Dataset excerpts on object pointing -
◆ ◆ ◆ ◆

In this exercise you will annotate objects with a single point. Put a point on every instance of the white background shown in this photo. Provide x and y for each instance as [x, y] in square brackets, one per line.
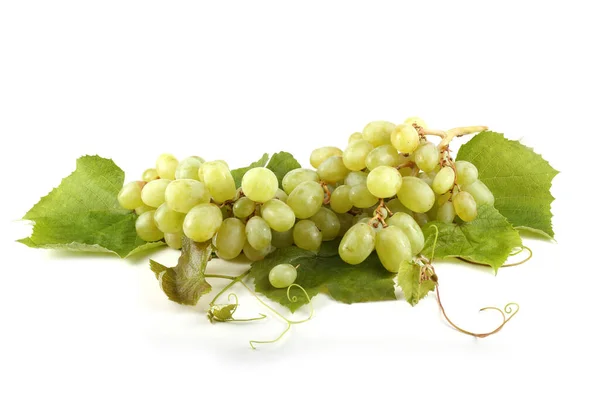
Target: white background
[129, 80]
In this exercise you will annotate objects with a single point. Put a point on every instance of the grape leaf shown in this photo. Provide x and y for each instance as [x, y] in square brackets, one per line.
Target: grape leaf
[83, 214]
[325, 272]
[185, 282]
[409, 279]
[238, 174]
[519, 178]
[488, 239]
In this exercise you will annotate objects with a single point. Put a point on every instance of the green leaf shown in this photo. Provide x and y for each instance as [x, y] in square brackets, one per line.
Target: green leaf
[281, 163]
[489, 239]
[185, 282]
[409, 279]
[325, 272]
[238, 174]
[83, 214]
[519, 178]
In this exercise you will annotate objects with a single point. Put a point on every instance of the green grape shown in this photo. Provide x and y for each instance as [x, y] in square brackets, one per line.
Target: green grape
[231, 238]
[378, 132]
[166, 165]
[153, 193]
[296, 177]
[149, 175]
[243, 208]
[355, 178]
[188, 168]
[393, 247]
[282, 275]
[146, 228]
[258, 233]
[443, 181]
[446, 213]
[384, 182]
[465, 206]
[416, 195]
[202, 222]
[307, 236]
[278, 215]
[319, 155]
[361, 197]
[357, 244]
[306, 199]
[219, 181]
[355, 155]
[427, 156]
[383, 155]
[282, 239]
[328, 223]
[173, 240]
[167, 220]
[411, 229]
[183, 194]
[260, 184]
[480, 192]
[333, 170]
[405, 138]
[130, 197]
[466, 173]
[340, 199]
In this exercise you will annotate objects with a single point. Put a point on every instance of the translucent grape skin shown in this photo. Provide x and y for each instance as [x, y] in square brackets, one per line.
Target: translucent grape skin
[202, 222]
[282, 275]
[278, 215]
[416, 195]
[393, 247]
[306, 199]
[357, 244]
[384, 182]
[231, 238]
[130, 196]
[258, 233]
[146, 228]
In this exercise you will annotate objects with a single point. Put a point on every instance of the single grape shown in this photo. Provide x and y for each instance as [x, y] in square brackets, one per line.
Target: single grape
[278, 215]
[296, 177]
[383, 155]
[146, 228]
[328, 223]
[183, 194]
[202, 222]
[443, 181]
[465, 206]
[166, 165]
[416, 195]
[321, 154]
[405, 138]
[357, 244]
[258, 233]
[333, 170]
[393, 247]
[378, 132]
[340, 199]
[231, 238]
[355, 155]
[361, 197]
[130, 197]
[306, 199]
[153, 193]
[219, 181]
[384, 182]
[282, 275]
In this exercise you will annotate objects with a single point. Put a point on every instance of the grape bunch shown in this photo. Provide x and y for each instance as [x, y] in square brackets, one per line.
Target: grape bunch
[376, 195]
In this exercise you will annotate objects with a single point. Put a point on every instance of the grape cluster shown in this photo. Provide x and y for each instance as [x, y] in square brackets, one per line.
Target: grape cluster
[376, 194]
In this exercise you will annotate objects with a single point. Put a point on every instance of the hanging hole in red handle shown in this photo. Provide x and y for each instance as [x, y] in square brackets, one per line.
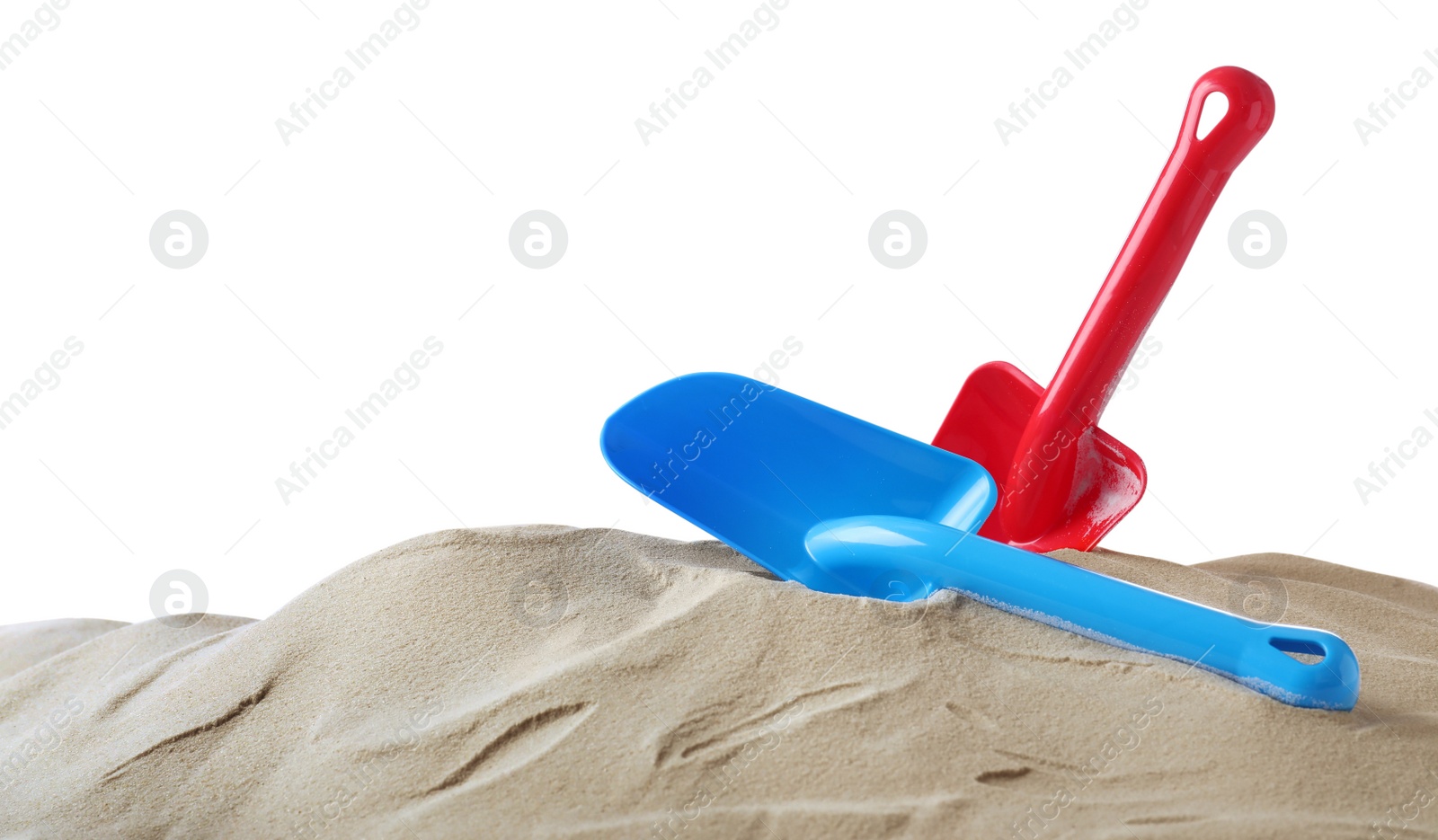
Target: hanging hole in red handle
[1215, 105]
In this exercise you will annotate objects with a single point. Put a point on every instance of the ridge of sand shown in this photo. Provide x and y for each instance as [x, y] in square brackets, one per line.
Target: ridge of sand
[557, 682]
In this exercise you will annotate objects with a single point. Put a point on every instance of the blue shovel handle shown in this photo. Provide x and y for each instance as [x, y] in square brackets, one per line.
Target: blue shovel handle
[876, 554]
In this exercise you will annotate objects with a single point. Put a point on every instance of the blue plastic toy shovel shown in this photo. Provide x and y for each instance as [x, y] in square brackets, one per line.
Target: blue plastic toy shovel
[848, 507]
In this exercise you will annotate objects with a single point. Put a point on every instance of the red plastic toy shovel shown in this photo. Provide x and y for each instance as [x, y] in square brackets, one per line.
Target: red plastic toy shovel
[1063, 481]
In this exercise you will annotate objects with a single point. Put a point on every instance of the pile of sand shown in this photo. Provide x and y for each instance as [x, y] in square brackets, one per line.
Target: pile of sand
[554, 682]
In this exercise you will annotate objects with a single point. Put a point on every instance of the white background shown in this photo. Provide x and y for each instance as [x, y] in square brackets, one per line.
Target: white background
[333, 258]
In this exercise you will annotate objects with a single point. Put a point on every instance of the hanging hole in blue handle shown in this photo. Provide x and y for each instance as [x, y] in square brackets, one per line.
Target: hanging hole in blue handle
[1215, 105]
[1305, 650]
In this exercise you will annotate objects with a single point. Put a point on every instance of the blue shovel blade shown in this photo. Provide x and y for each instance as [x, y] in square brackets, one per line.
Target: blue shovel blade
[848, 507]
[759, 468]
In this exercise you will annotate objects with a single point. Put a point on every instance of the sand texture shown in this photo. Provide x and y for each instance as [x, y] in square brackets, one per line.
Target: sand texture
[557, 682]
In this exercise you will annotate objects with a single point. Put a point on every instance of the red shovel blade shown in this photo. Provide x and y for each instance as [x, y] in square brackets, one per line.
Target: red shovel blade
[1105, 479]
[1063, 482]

◆ ◆ ◆ ◆

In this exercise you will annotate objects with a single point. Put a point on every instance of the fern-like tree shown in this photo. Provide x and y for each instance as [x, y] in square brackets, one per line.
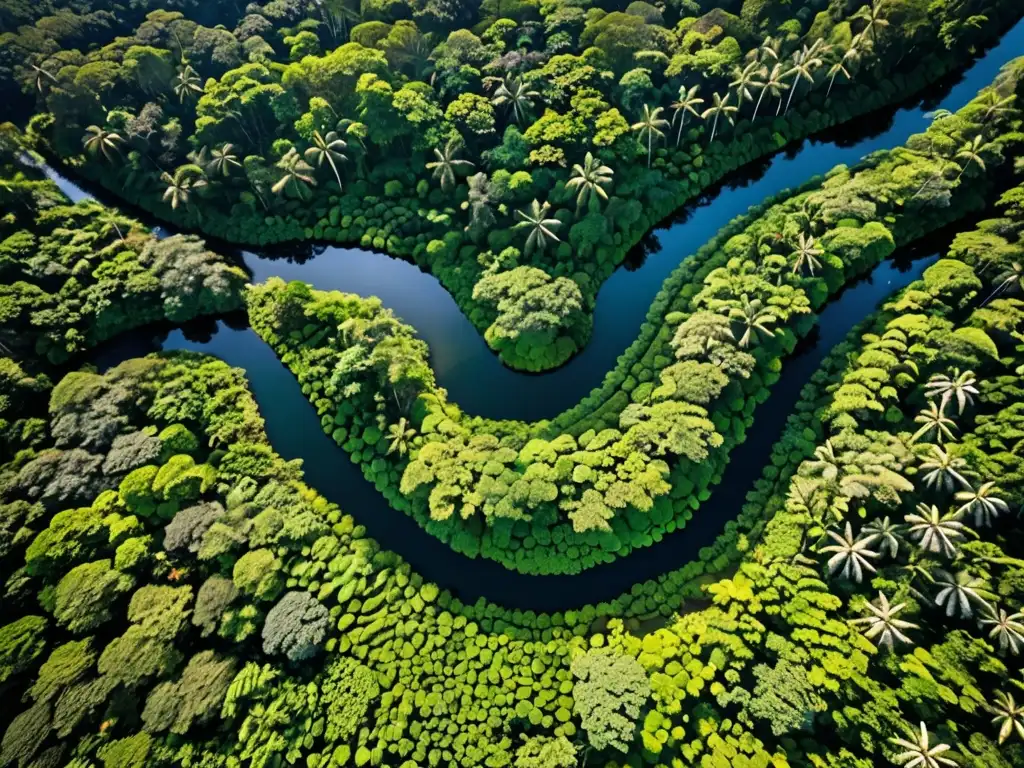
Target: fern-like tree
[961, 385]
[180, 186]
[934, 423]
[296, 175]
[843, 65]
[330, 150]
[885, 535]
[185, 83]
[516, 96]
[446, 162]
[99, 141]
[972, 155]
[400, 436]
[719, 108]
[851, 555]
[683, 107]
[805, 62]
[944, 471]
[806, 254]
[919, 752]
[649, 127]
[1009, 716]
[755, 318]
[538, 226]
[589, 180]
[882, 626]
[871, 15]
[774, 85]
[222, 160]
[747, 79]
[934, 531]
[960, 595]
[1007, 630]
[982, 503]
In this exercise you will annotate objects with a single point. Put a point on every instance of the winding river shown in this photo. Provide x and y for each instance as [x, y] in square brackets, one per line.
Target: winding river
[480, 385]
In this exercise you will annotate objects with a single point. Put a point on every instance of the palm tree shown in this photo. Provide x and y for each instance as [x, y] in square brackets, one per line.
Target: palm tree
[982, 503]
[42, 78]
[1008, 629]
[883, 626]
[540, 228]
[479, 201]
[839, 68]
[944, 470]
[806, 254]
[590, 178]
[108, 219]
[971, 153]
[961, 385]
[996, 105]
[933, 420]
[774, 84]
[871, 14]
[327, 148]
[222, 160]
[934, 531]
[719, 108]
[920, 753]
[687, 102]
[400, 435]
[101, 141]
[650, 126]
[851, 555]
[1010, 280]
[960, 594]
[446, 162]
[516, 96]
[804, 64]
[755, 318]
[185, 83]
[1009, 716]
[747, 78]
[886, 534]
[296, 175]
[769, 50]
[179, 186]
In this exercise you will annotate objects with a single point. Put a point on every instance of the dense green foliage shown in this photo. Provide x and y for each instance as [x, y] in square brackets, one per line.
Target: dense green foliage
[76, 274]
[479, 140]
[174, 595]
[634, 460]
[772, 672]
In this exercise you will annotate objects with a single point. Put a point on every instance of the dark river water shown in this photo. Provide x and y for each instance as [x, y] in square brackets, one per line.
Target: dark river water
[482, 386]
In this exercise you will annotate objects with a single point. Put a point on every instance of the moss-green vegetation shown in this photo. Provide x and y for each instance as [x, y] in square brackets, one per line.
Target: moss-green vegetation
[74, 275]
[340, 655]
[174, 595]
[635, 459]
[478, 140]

◆ ◆ ◆ ◆

DO THIS - Rewrite the part of the material that opens with the line containing "the red shovel" and closes with the line containing "[1063, 482]", substituting "spade" for "shovel blade" and keeping everything else identical.

RIGHT ANSWER -
In this exercise you will annotate objects with a single point. Put a point on every instance of the red spade shown in this photo. Provide x and y for each instance as [x, y] in square brackets, one per line.
Target: red spade
[1105, 479]
[1063, 482]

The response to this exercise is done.